(Data listing)
· · · · · · ·

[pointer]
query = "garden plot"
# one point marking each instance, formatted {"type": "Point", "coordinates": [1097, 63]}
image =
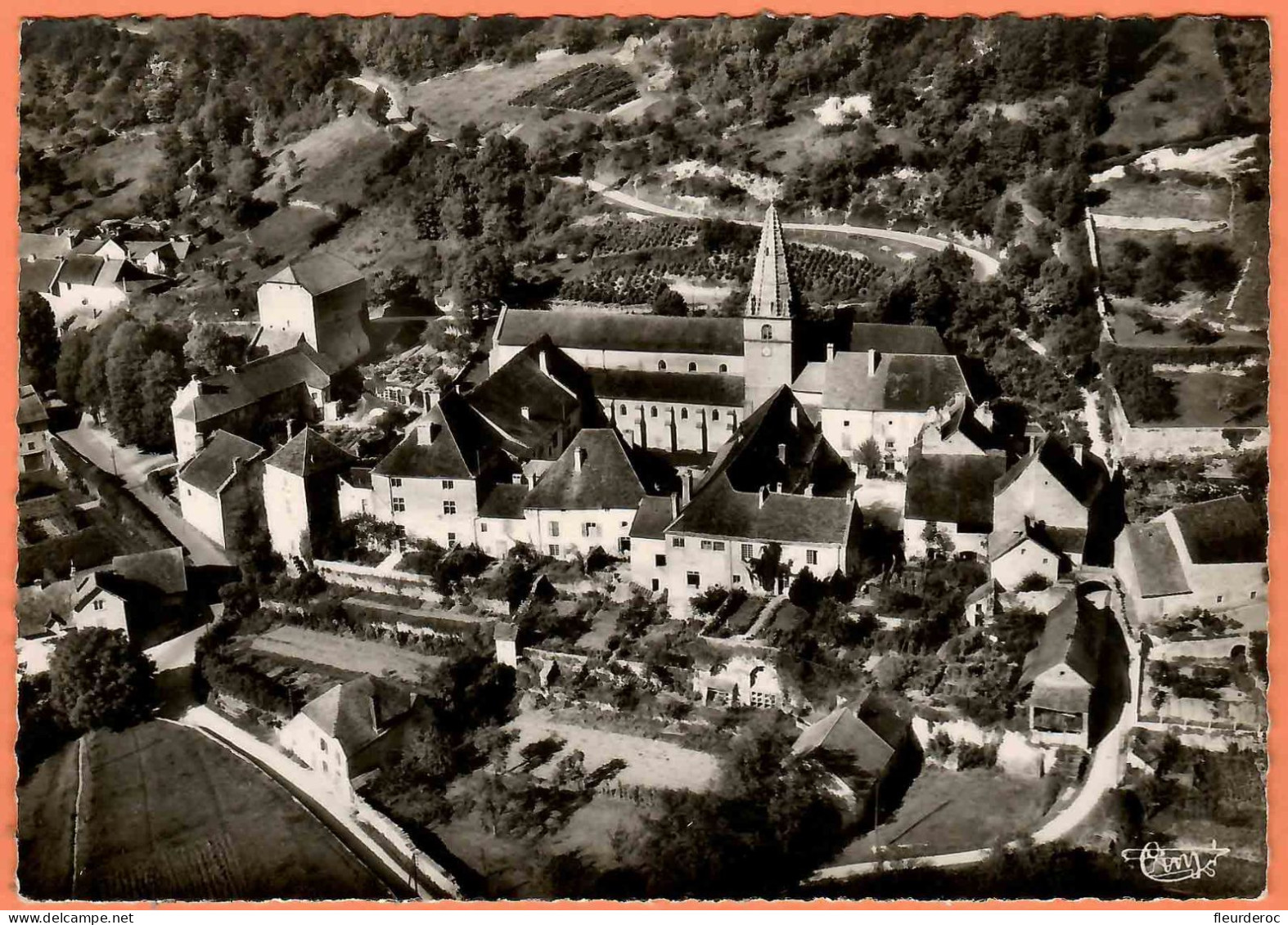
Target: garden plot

· · · · · · ·

Using the records above, output their complete text exactly, minus any images.

▶ [Answer to this exercise]:
[pointer]
query = "garden plot"
# one point marking each instance, formatted {"type": "Point", "coordinates": [1097, 63]}
image =
Target: garden plot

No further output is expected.